[Intel-xe] [PATCH v2 34/50] drm/xe/uapi: Move memory_region masks from GT to engine

Rodrigo Vivi rodrigo.vivi at intel.com
Thu Nov 16 03:31:41 UTC 2023


On Thu, Nov 09, 2023 at 04:04:33PM -0500, Rodrigo Vivi wrote:
> On Thu, Nov 09, 2023 at 02:50:04PM -0500, Souza, Jose wrote:
> > On Thu, 2023-11-09 at 13:46 -0500, Rodrigo Vivi wrote:
> > > On Thu, Nov 09, 2023 at 04:35:19PM +0000, Souza, Jose wrote:
> > > > On Thu, 2023-11-09 at 08:29 -0800, José Roberto de Souza wrote:
> > > > > On Fri, 2023-11-03 at 14:34 +0000, Francois Dugast wrote:
> > > > > > From: Rodrigo Vivi <rodrigo.vivi at intel.com>
> > > > > > 
> > > > > > In the Tiled platforms, the memory is more tied to the Tile
> > > > > > than to the GT.
> > > > > > The distance (near vs far) makes more sense from the Engine
> > > > > > perspective than from the GT perspective.
> > > > > 
> > > > > why not add a uAPI to query tile information?
________
*REQUESTS*.
• a. From the patch thread, quote the text starting with "On Thu, Nov 09, 2023 at 04:04:33PM" and going on through "query tile information?".
• b. In the patch thread, what does the quoted commit message say makes more sense from the Engine perspective than from the GT perspective?

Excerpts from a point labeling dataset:
________
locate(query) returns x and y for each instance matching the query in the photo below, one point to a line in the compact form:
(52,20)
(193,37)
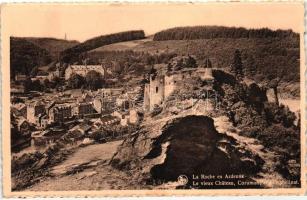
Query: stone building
(82,70)
(160,87)
(84,108)
(34,110)
(60,113)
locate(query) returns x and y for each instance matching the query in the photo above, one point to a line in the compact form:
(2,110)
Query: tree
(191,62)
(236,66)
(94,80)
(76,81)
(250,69)
(208,63)
(27,84)
(34,71)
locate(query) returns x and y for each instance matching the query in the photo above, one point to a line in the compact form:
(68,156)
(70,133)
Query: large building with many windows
(82,70)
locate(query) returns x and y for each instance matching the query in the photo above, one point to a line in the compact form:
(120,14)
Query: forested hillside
(72,54)
(211,32)
(52,45)
(263,58)
(24,56)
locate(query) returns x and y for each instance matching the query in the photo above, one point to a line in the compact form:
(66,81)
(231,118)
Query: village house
(127,117)
(40,78)
(82,70)
(20,77)
(17,89)
(83,109)
(20,109)
(34,110)
(106,121)
(60,113)
(23,125)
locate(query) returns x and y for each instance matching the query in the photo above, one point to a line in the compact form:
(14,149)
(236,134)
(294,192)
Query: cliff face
(196,134)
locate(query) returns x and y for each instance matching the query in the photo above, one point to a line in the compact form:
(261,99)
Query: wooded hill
(52,45)
(210,32)
(24,56)
(72,54)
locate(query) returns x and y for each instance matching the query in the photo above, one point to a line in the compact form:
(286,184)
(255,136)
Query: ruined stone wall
(147,97)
________
*TASK RESULTS*.
• a.
On Thu, Nov 09, 2023 at 04:04:33PM -0500, Rodrigo Vivi wrote:
> On Thu, Nov 09, 2023 at 02:50:04PM -0500, Souza, Jose wrote:
> > On Thu, 2023-11-09 at 13:46 -0500, Rodrigo Vivi wrote:
> > > On Thu, Nov 09, 2023 at 04:35:19PM +0000, Souza, Jose wrote:
> > > > On Thu, 2023-11-09 at 08:29 -0800, José Roberto de Souza wrote:
> > > > > On Fri, 2023-11-03 at 14:34 +0000, Francois Dugast wrote:
> > > > > > From: Rodrigo Vivi <rodrigo.vivi at intel.com>
> > > > > > 
> > > > > > In the Tiled platforms, the memory is more tied to the Tile
> > > > > > than to the GT.
> > > > > > The distance (near vs far) makes more sense from the Engine
> > > > > > perspective than from the GT perspective.
> > > > > 
> > > > > why not add a uAPI to query tile information?

• b. The distance (near vs far).